■ YOUR INSTRUCTIONS ■
Write out the whole listing without a single alteration.

■ DATA SECTION ■
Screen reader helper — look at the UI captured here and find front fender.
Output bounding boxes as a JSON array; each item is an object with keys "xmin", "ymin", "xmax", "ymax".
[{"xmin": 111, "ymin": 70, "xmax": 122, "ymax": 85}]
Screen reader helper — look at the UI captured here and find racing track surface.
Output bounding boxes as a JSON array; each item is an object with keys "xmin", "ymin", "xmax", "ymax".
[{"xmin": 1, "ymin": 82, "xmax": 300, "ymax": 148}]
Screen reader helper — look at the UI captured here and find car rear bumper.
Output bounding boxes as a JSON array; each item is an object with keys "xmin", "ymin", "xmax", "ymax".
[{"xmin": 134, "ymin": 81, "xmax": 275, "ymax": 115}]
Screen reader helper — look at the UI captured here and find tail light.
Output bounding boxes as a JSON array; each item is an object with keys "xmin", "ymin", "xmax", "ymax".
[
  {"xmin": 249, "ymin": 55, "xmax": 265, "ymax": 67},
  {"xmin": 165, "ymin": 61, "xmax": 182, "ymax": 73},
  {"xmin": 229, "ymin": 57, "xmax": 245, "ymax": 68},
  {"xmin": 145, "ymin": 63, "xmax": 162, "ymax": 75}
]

■ ANSWER FOR THE TASK ■
Screen reader helper — look at the UI captured here and find front fender.
Output bounding boxes as a JSON array; each item is an object with keys "xmin", "ymin", "xmax", "ymax".
[{"xmin": 111, "ymin": 70, "xmax": 122, "ymax": 85}]
Screen reader helper — look at the UI captured here and find racing track surface.
Output bounding boxes as a JSON array; each item is an object with keys "xmin", "ymin", "xmax", "ymax".
[{"xmin": 1, "ymin": 82, "xmax": 300, "ymax": 148}]
Screen reader helper — look at the UI captured here and find car rear bumper.
Output bounding boxes as a JSON array; each item is an object with keys "xmin", "ymin", "xmax", "ymax".
[{"xmin": 134, "ymin": 81, "xmax": 275, "ymax": 115}]
Screen reader helper — look at the UI captured here and find tail light.
Output bounding boxes as a JSON array; each item is an object with keys "xmin", "ymin", "xmax", "ymax".
[
  {"xmin": 249, "ymin": 55, "xmax": 265, "ymax": 67},
  {"xmin": 165, "ymin": 61, "xmax": 182, "ymax": 73},
  {"xmin": 229, "ymin": 57, "xmax": 245, "ymax": 68},
  {"xmin": 145, "ymin": 63, "xmax": 162, "ymax": 75}
]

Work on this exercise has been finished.